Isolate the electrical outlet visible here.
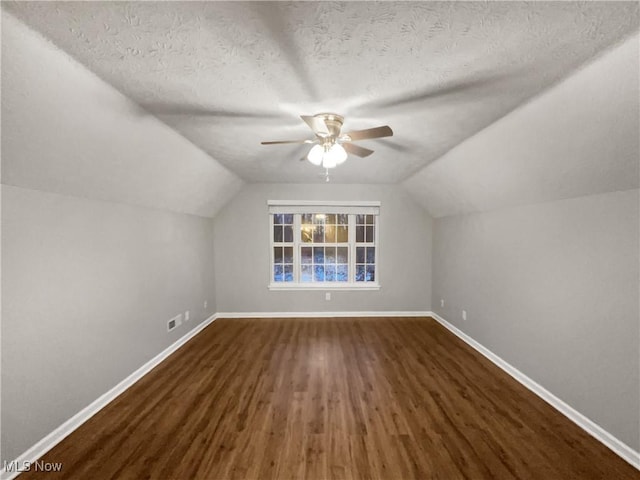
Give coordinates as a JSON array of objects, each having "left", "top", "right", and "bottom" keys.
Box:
[
  {"left": 462, "top": 310, "right": 467, "bottom": 321},
  {"left": 440, "top": 298, "right": 444, "bottom": 308},
  {"left": 185, "top": 310, "right": 190, "bottom": 321},
  {"left": 325, "top": 292, "right": 331, "bottom": 301}
]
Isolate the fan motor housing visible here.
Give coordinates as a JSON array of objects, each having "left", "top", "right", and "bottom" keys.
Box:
[{"left": 315, "top": 113, "right": 344, "bottom": 137}]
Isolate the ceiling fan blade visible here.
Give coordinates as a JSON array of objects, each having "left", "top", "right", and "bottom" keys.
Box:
[
  {"left": 342, "top": 142, "right": 374, "bottom": 158},
  {"left": 140, "top": 102, "right": 286, "bottom": 119},
  {"left": 261, "top": 139, "right": 316, "bottom": 145},
  {"left": 301, "top": 115, "right": 330, "bottom": 135},
  {"left": 343, "top": 126, "right": 393, "bottom": 142}
]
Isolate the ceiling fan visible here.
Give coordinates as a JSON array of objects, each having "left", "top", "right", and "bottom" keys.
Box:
[{"left": 261, "top": 113, "right": 393, "bottom": 169}]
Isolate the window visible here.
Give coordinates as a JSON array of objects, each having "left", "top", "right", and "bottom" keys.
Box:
[{"left": 269, "top": 201, "right": 380, "bottom": 289}]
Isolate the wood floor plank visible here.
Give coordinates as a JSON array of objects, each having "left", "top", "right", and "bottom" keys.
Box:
[{"left": 18, "top": 317, "right": 639, "bottom": 479}]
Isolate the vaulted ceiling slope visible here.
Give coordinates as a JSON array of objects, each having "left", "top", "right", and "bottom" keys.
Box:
[
  {"left": 404, "top": 32, "right": 640, "bottom": 218},
  {"left": 4, "top": 1, "right": 638, "bottom": 188},
  {"left": 1, "top": 12, "right": 243, "bottom": 218}
]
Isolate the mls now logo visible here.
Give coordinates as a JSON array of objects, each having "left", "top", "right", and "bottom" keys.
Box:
[{"left": 3, "top": 460, "right": 63, "bottom": 473}]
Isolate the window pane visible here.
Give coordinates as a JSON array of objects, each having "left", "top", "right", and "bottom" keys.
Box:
[
  {"left": 337, "top": 226, "right": 348, "bottom": 243},
  {"left": 271, "top": 210, "right": 377, "bottom": 286},
  {"left": 325, "top": 225, "right": 337, "bottom": 243},
  {"left": 366, "top": 265, "right": 375, "bottom": 281},
  {"left": 284, "top": 226, "right": 293, "bottom": 242},
  {"left": 314, "top": 265, "right": 325, "bottom": 281},
  {"left": 365, "top": 226, "right": 374, "bottom": 243},
  {"left": 366, "top": 247, "right": 375, "bottom": 264},
  {"left": 301, "top": 264, "right": 313, "bottom": 282},
  {"left": 301, "top": 226, "right": 313, "bottom": 243},
  {"left": 274, "top": 264, "right": 284, "bottom": 282},
  {"left": 325, "top": 264, "right": 336, "bottom": 281},
  {"left": 284, "top": 265, "right": 294, "bottom": 282},
  {"left": 313, "top": 225, "right": 324, "bottom": 243},
  {"left": 337, "top": 264, "right": 348, "bottom": 281},
  {"left": 274, "top": 225, "right": 283, "bottom": 242},
  {"left": 301, "top": 247, "right": 312, "bottom": 264},
  {"left": 283, "top": 247, "right": 293, "bottom": 263},
  {"left": 325, "top": 247, "right": 336, "bottom": 263}
]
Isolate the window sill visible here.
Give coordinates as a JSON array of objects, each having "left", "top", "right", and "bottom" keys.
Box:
[{"left": 268, "top": 283, "right": 381, "bottom": 291}]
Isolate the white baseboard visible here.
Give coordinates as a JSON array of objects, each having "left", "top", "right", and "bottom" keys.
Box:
[
  {"left": 1, "top": 314, "right": 219, "bottom": 480},
  {"left": 427, "top": 311, "right": 640, "bottom": 470},
  {"left": 216, "top": 311, "right": 430, "bottom": 318}
]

_WHAT YOU ARE ASKED TO DO_: Output every line of the records above unchanged, and keep the pictures out.

_RESPONSE AREA_:
Isolate the electrical outlet visible here.
Give coordinates as a JSON array of objects, each having "left", "top", "right", and "bottom" keys.
Box:
[
  {"left": 462, "top": 310, "right": 467, "bottom": 321},
  {"left": 440, "top": 298, "right": 444, "bottom": 308},
  {"left": 185, "top": 310, "right": 190, "bottom": 321},
  {"left": 325, "top": 292, "right": 331, "bottom": 301}
]
Isolate the fan motor housing visible here.
Give coordinates as a JSON array of objects, each having "left", "top", "right", and "bottom" keys.
Box:
[{"left": 315, "top": 113, "right": 344, "bottom": 137}]
Isolate the ceiling fan blade visible here.
Give coordinates as a JSON array of objects, each having "left", "top", "right", and "bottom" keys.
Box:
[
  {"left": 342, "top": 142, "right": 374, "bottom": 158},
  {"left": 140, "top": 102, "right": 286, "bottom": 119},
  {"left": 261, "top": 139, "right": 316, "bottom": 145},
  {"left": 301, "top": 115, "right": 330, "bottom": 135},
  {"left": 343, "top": 126, "right": 393, "bottom": 142}
]
Isolate the ceiling fan visible here.
Give coordinates as a JSON array of objects, each having "left", "top", "right", and "bottom" keys.
Box:
[{"left": 261, "top": 113, "right": 393, "bottom": 169}]
Isolate the window visible here.
Give coordinates as a JSON array of objects, each having "left", "top", "right", and "bottom" keys.
Box:
[{"left": 269, "top": 201, "right": 380, "bottom": 289}]
Isolate the wood floor plank visible here.
Give coordinates as a JSON array of objects, each having "left", "top", "right", and "bottom" keys.
Box:
[{"left": 18, "top": 317, "right": 639, "bottom": 479}]
Isolate the vaulted ceiling slope visible here.
Give coordinates as a JSON array of objects, each having "left", "top", "right", and "bottom" keys.
Box:
[
  {"left": 404, "top": 32, "right": 640, "bottom": 218},
  {"left": 4, "top": 1, "right": 638, "bottom": 188},
  {"left": 1, "top": 12, "right": 243, "bottom": 218}
]
Isolate the mls now logo visible here.
Give coordinates as a JSON array of objects, each having "left", "top", "right", and "bottom" keys.
Box:
[{"left": 3, "top": 460, "right": 63, "bottom": 473}]
Isolate the window pane visible here.
Give coordinates as a JSON array of objects, each having "left", "top", "right", and "bottom" keys.
Box:
[
  {"left": 337, "top": 226, "right": 348, "bottom": 243},
  {"left": 271, "top": 210, "right": 377, "bottom": 286},
  {"left": 325, "top": 225, "right": 337, "bottom": 243},
  {"left": 366, "top": 265, "right": 375, "bottom": 281},
  {"left": 284, "top": 226, "right": 293, "bottom": 242},
  {"left": 314, "top": 265, "right": 325, "bottom": 281},
  {"left": 365, "top": 226, "right": 374, "bottom": 243},
  {"left": 366, "top": 247, "right": 375, "bottom": 264},
  {"left": 301, "top": 264, "right": 313, "bottom": 282},
  {"left": 301, "top": 226, "right": 313, "bottom": 243},
  {"left": 274, "top": 264, "right": 284, "bottom": 282},
  {"left": 325, "top": 264, "right": 336, "bottom": 281},
  {"left": 284, "top": 265, "right": 294, "bottom": 282},
  {"left": 313, "top": 225, "right": 324, "bottom": 243},
  {"left": 337, "top": 264, "right": 348, "bottom": 281},
  {"left": 274, "top": 225, "right": 283, "bottom": 242},
  {"left": 301, "top": 247, "right": 312, "bottom": 264},
  {"left": 283, "top": 247, "right": 293, "bottom": 263},
  {"left": 325, "top": 247, "right": 336, "bottom": 263}
]
Isolate the window sill visible here.
Give coordinates as a JSON array of objects, each having "left", "top", "right", and "bottom" keys.
Box:
[{"left": 268, "top": 283, "right": 381, "bottom": 291}]
Isolate the white baseboard visible here.
Give coordinates as a JSON array of objects, each having "left", "top", "right", and "bottom" keys.
Box:
[
  {"left": 1, "top": 314, "right": 219, "bottom": 480},
  {"left": 427, "top": 311, "right": 640, "bottom": 470},
  {"left": 216, "top": 311, "right": 430, "bottom": 318}
]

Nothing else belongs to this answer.